Output only the span of lines that begins at the line containing "Q: Point to the tall grass" and ends at the last line of the data, both included, exactly as they appear.

>> START Given information

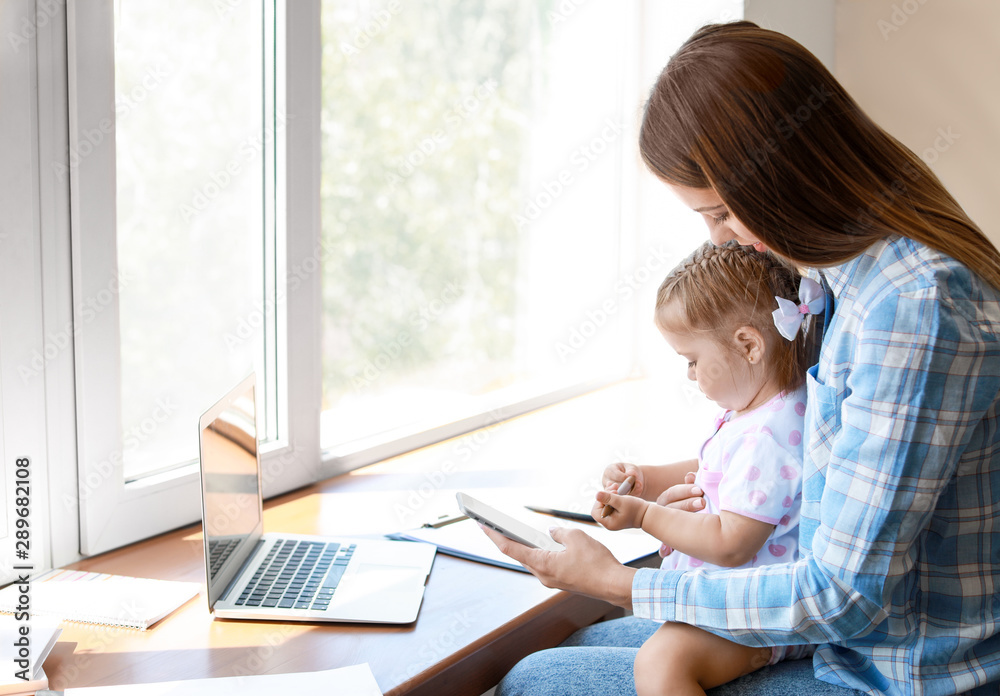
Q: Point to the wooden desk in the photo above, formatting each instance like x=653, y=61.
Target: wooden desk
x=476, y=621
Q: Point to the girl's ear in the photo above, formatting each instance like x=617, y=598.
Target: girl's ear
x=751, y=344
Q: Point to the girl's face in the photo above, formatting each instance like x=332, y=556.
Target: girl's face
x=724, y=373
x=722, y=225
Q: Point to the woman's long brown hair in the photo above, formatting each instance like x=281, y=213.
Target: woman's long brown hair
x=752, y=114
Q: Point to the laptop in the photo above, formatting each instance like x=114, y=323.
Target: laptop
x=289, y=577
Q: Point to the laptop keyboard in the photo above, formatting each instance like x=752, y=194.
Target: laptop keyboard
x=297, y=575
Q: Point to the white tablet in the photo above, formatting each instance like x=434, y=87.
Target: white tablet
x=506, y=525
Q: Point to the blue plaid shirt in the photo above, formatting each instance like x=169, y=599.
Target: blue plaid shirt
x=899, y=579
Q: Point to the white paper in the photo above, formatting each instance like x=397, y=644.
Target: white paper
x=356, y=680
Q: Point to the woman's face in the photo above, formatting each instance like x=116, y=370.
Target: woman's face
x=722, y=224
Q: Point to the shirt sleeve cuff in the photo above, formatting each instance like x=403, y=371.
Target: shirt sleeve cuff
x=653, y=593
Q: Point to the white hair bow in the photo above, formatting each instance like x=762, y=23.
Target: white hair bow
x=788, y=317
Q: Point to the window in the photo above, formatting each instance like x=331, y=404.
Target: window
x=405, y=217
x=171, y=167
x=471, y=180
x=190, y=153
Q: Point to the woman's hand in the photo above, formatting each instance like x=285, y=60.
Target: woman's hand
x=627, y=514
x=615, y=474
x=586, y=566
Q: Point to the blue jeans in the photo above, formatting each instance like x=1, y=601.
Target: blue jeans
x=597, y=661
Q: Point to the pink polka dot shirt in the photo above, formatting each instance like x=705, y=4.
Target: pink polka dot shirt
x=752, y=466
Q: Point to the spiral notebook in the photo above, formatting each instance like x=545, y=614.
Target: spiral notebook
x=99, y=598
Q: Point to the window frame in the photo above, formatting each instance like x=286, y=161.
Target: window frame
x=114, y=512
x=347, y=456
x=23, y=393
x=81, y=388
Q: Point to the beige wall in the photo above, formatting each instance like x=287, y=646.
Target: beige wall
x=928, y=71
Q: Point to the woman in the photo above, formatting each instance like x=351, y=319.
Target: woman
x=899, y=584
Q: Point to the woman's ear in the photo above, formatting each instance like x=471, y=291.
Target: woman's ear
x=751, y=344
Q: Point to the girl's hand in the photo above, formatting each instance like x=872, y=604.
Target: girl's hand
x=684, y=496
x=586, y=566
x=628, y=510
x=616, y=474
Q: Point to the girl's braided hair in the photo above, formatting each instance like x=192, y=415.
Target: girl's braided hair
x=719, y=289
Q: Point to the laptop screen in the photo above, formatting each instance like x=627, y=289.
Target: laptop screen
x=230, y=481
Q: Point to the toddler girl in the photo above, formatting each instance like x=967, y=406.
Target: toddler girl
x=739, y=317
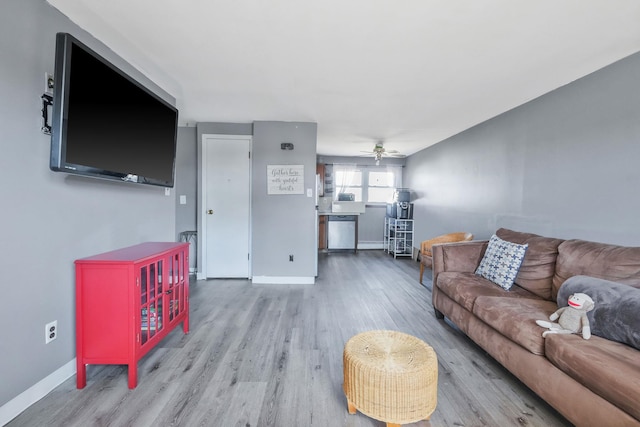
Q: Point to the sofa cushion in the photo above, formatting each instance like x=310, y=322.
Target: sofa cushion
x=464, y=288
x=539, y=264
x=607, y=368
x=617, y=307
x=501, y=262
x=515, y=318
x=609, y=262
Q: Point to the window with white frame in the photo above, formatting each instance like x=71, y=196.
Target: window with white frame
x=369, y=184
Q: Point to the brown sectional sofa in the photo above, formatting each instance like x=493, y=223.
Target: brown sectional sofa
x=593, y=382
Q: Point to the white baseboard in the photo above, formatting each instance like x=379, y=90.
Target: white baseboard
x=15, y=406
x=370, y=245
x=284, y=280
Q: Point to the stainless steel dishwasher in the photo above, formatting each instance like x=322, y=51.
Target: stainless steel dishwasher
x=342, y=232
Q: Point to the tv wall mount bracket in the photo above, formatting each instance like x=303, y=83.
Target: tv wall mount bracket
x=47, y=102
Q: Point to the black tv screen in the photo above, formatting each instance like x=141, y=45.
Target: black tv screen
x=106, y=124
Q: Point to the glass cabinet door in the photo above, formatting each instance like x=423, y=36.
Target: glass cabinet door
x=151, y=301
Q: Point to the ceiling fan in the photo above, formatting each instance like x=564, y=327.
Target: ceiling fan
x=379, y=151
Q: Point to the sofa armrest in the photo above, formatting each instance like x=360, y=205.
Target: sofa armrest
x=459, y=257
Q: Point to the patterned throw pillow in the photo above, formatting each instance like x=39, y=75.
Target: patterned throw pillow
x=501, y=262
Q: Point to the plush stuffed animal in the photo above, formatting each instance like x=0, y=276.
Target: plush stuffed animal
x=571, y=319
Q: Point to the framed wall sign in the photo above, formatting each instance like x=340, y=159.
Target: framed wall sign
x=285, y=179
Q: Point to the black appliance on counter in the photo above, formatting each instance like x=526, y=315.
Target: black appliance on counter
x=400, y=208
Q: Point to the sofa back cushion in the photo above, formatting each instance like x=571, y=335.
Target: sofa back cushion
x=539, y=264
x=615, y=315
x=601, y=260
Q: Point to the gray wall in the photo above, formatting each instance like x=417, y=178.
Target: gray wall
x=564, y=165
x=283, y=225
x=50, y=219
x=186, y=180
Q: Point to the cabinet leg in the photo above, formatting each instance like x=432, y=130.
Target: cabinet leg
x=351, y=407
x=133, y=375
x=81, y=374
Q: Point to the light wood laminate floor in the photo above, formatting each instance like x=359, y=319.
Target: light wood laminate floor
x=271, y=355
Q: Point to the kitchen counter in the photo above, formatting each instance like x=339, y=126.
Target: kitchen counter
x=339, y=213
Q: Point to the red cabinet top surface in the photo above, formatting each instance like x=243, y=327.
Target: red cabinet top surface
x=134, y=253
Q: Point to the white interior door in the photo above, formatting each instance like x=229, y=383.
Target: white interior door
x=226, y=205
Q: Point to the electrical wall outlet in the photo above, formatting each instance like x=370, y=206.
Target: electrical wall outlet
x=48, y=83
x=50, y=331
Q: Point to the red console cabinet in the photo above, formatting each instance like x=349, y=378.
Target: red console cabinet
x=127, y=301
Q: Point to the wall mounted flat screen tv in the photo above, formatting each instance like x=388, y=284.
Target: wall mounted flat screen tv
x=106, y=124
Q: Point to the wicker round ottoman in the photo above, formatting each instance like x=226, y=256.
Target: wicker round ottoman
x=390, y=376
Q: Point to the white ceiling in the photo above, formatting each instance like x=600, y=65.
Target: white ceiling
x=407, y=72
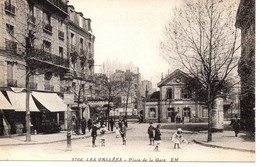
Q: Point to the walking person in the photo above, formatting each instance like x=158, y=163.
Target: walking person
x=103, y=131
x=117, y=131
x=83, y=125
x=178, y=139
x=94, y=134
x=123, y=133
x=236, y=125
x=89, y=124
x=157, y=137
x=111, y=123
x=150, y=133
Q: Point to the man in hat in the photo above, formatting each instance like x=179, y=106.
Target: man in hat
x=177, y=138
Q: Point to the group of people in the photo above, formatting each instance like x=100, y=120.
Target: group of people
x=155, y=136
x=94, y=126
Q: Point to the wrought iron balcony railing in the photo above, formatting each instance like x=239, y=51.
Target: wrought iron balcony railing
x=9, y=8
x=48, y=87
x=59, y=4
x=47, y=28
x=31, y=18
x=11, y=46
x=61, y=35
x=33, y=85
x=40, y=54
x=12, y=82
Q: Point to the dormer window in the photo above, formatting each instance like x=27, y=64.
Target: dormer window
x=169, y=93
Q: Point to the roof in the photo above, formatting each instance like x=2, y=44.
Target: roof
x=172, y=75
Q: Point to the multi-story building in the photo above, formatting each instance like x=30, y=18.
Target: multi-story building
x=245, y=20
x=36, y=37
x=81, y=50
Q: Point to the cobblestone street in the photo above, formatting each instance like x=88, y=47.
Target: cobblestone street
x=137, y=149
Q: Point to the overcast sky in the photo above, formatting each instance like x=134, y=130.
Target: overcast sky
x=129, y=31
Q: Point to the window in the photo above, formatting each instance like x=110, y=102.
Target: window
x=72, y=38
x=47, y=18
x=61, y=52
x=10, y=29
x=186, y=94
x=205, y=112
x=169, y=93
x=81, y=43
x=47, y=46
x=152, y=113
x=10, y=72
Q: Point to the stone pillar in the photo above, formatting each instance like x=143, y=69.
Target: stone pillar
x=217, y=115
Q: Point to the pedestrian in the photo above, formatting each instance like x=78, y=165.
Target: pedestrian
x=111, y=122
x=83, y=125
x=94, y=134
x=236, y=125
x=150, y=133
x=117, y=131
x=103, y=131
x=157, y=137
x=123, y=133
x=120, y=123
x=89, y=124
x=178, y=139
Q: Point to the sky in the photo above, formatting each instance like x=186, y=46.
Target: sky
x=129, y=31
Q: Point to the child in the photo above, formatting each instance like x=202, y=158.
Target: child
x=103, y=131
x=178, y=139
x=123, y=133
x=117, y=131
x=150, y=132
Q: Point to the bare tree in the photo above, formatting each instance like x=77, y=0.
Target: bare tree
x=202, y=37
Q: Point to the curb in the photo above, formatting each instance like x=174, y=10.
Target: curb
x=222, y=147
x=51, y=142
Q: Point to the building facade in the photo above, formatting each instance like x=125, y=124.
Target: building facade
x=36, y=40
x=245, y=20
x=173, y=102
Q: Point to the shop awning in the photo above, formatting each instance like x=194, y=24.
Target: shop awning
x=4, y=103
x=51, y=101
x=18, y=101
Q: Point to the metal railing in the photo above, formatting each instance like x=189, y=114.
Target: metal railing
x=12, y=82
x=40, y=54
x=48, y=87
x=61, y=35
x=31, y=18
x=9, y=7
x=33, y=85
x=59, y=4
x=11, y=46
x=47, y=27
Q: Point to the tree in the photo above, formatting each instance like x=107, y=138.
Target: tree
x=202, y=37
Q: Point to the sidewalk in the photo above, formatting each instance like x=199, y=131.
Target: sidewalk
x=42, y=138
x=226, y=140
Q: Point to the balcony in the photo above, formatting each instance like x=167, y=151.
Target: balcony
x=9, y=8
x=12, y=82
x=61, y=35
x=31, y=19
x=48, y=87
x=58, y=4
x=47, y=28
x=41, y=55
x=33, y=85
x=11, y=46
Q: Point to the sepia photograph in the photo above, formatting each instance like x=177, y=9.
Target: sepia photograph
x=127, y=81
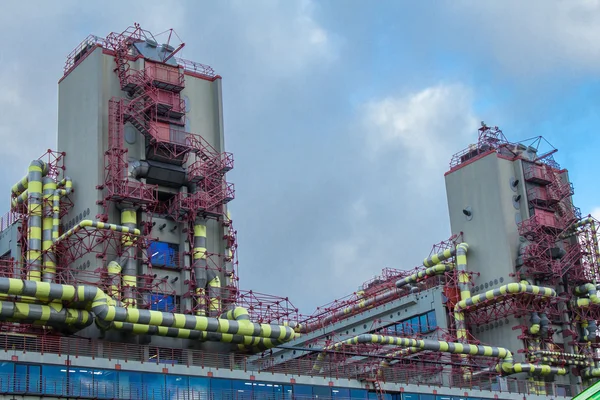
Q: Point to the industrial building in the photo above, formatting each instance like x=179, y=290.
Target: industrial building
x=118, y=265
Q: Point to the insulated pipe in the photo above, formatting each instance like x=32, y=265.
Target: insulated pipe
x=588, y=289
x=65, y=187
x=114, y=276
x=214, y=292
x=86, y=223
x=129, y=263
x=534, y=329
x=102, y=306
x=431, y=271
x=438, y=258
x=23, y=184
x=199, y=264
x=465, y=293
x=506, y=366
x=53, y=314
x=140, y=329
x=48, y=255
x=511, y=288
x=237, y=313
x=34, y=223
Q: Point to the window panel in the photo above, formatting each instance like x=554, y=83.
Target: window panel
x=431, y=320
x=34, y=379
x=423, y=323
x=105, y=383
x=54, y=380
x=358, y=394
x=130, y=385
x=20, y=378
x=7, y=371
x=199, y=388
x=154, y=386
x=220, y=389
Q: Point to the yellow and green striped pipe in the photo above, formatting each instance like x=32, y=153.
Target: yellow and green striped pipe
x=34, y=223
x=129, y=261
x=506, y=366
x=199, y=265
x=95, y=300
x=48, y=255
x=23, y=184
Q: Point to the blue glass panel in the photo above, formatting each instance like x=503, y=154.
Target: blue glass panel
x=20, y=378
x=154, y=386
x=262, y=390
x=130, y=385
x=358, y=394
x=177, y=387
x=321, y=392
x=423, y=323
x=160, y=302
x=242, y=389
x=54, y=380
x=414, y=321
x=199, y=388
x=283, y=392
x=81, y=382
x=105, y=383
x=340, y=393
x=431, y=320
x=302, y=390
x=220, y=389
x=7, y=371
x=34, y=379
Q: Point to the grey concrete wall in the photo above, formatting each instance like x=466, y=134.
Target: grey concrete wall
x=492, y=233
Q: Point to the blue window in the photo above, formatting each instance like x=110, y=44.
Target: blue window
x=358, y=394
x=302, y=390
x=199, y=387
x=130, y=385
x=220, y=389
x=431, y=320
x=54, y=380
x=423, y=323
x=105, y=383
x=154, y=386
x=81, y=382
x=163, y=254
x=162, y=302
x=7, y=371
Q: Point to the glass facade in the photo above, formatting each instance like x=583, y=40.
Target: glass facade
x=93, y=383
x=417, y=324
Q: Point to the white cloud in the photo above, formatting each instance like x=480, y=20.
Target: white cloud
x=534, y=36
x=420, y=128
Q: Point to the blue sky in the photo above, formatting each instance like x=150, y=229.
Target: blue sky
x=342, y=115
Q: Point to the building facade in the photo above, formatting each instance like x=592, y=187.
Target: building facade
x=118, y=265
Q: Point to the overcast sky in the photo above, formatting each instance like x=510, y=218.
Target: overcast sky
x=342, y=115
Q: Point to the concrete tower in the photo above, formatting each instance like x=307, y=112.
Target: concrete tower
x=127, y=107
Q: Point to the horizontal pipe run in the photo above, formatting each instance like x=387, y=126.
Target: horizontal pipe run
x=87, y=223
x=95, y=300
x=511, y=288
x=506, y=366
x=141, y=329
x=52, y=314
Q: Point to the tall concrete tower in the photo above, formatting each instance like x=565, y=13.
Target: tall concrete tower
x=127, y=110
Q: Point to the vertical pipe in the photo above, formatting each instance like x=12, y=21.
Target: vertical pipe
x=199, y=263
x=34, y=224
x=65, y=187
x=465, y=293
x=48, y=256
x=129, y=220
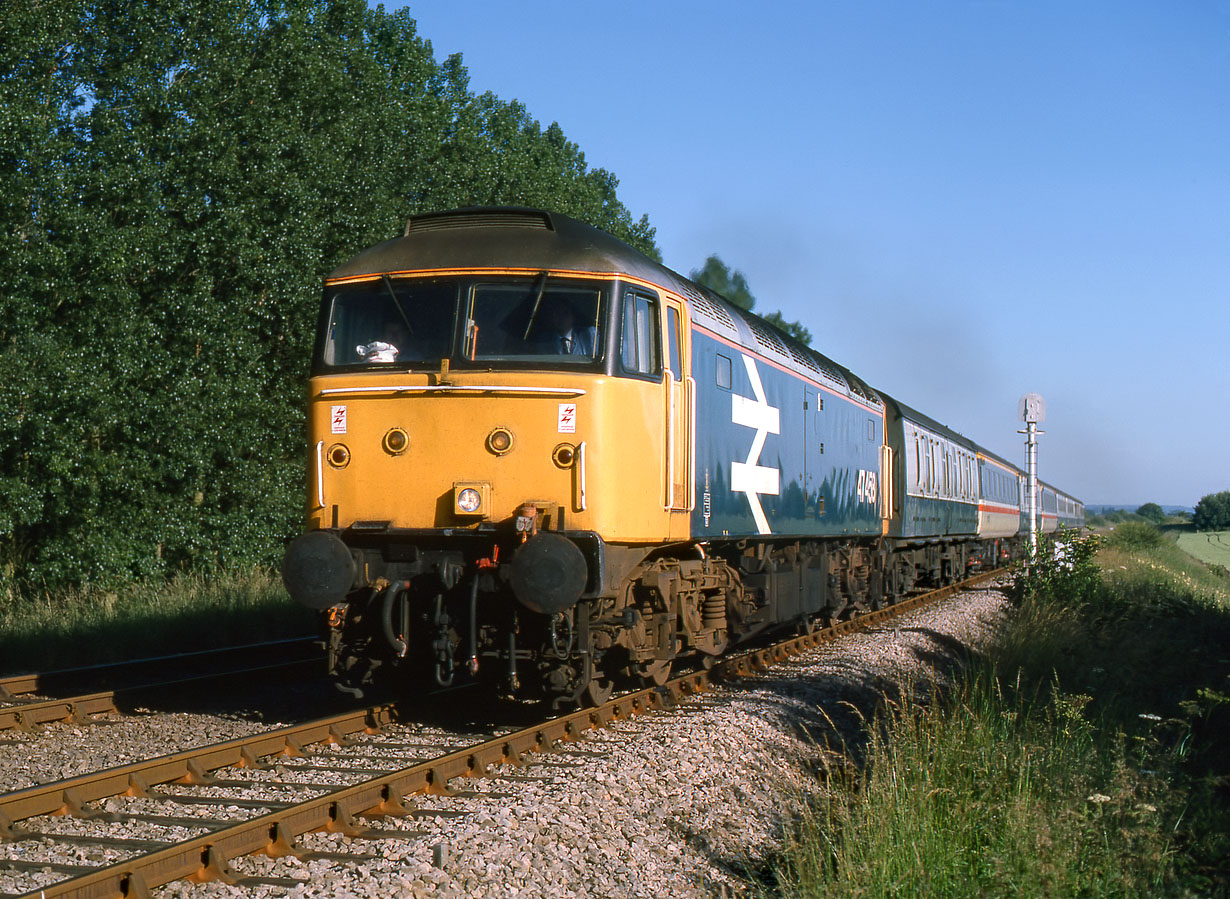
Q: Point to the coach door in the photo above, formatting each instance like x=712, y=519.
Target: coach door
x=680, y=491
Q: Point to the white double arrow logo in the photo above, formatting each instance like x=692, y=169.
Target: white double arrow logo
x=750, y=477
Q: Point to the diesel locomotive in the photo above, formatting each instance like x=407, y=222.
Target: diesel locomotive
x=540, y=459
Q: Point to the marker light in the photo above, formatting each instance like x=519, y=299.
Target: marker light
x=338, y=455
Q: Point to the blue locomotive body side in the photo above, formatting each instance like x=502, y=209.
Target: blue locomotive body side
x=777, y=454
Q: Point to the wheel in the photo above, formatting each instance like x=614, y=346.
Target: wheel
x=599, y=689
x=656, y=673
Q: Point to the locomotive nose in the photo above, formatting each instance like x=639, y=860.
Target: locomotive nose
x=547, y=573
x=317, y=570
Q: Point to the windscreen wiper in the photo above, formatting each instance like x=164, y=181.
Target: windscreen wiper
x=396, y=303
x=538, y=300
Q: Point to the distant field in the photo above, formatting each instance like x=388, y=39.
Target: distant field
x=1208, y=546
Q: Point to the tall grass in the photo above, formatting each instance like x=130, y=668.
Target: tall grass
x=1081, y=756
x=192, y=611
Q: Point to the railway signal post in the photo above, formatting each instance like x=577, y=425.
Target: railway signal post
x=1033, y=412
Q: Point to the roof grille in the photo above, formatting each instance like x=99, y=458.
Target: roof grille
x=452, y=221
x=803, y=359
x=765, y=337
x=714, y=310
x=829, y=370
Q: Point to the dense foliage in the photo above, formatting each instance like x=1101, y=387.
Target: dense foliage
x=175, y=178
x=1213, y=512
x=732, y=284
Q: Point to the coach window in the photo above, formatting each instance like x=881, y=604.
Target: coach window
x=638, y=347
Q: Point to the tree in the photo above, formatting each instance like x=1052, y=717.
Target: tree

>> END Given information

Full solution:
Q: Point to the tall grass in the photo above, formatting each instance like x=130, y=668.
Target: tall grass
x=1081, y=756
x=192, y=611
Q: Point to the railway signal post in the photo above, formatting each instance like x=577, y=425.
Target: railway signal post
x=1033, y=412
Q: Point to the roof grille in the photo above, formatting each instance like x=99, y=458.
Target: roof grille
x=452, y=221
x=803, y=359
x=765, y=337
x=714, y=310
x=829, y=370
Q: Point to the dense foliage in the photo above, formatting each instance like x=1101, y=387.
Target: dense foliage
x=175, y=178
x=1213, y=512
x=732, y=284
Q: Point to the coach window in the photo above, formatting each instance like x=881, y=604.
Target: coach window
x=638, y=347
Q: Point to the tree in the photo above, formatting each instance like x=1052, y=717.
Target: tree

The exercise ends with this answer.